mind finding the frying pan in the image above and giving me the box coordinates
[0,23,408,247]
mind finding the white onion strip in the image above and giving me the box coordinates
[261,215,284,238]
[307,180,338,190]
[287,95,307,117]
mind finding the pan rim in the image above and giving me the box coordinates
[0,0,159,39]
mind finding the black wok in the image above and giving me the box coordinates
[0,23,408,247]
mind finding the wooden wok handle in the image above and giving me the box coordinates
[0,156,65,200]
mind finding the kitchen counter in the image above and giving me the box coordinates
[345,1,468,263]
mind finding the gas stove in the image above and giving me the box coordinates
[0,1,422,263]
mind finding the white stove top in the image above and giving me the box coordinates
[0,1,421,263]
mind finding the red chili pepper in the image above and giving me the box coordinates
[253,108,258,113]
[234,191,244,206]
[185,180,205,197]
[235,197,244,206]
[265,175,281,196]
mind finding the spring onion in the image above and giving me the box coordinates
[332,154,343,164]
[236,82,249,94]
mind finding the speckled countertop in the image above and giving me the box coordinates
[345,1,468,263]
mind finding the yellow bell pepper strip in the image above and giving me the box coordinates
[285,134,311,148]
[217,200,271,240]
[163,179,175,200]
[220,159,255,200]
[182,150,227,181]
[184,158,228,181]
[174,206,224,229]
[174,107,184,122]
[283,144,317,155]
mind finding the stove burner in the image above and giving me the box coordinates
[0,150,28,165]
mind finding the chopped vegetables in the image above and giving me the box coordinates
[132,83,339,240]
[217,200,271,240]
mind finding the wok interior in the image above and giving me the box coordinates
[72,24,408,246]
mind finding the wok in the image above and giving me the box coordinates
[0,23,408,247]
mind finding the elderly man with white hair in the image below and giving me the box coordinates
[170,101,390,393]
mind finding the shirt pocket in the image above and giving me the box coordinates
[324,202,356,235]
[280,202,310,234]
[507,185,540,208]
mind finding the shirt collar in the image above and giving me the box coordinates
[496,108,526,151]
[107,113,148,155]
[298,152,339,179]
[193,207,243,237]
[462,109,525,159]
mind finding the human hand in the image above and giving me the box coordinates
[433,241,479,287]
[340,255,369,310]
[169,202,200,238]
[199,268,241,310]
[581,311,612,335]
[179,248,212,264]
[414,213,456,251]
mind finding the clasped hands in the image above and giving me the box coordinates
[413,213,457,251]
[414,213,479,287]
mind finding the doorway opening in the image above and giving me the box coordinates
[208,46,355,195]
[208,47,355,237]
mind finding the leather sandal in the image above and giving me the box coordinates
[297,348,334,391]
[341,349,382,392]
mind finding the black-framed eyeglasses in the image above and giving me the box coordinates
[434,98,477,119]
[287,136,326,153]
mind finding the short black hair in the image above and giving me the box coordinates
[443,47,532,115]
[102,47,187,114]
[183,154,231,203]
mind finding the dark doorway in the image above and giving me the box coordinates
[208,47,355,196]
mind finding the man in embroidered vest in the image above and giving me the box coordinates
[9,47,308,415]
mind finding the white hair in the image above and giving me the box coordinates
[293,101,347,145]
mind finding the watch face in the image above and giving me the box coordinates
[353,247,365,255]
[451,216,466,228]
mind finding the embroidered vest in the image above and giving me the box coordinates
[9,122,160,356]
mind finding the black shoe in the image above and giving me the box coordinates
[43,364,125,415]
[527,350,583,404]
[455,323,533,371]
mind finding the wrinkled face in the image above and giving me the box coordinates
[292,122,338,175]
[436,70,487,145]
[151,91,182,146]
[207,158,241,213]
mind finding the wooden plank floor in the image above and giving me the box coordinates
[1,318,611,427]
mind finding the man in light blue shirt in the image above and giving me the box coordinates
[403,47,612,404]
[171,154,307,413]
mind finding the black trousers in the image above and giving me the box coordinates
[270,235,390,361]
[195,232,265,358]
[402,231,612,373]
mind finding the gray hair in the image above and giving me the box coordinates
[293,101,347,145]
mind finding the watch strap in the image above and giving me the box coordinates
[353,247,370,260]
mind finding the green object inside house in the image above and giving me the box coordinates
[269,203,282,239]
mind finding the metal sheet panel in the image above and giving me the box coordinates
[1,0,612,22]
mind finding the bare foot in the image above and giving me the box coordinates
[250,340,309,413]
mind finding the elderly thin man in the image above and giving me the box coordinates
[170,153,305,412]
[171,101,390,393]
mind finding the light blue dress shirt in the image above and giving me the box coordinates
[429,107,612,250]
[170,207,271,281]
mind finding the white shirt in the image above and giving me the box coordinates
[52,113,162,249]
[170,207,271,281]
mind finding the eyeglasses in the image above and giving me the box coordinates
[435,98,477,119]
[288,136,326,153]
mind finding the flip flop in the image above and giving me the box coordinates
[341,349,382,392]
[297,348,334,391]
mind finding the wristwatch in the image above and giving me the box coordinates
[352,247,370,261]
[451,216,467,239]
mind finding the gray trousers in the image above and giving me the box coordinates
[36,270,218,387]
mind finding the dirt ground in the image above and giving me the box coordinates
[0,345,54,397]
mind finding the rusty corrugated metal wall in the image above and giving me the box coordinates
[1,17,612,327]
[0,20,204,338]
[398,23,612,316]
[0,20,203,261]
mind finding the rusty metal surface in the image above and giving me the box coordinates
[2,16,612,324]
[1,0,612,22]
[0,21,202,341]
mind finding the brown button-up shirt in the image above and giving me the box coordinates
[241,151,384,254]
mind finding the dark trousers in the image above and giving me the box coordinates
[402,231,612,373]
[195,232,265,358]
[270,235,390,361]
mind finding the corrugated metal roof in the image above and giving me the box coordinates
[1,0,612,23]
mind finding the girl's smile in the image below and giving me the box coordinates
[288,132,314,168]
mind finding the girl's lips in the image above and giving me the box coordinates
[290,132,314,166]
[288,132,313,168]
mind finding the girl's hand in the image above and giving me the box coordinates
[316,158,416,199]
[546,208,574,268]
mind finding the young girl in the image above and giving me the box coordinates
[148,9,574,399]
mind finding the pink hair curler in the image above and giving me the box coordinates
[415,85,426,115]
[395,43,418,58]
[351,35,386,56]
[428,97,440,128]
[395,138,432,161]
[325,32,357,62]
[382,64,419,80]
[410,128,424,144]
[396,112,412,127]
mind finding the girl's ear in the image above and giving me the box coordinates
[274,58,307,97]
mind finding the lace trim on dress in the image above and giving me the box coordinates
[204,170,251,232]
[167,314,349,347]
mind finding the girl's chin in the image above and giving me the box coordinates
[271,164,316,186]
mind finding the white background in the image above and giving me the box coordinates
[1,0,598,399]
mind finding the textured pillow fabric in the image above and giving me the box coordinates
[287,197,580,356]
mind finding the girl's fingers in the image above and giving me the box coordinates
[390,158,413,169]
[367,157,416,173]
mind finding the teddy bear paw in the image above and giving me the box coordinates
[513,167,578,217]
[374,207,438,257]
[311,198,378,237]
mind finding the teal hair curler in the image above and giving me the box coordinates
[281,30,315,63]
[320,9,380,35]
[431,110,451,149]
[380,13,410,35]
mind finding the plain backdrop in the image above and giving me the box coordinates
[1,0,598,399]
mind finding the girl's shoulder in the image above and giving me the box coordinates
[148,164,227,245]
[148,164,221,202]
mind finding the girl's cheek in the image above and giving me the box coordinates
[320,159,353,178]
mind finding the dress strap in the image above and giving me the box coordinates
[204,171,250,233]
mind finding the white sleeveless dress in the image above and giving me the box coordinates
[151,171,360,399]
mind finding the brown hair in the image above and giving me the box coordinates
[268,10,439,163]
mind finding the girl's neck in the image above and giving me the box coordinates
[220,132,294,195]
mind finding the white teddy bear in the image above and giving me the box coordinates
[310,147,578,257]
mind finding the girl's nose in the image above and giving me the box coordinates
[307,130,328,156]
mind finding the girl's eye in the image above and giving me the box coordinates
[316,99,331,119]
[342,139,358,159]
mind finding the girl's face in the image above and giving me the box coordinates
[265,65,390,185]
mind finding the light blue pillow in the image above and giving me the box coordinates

------

Task to carry out:
Set down no line except those from the one with "mind finding the girl's nose" to the last line of the data, inclusive, each exactly as written.

Solution to this exercise:
mind finding the girl's nose in the image above and giving me the box coordinates
[307,130,328,156]
mind finding the girl's eye in the image above and giving me the box coordinates
[316,99,331,119]
[342,139,358,159]
mind finding the girl's face in the image above and giving me the box coordinates
[265,65,390,185]
mind finding the light blue pillow in the image above and giving me the box coordinates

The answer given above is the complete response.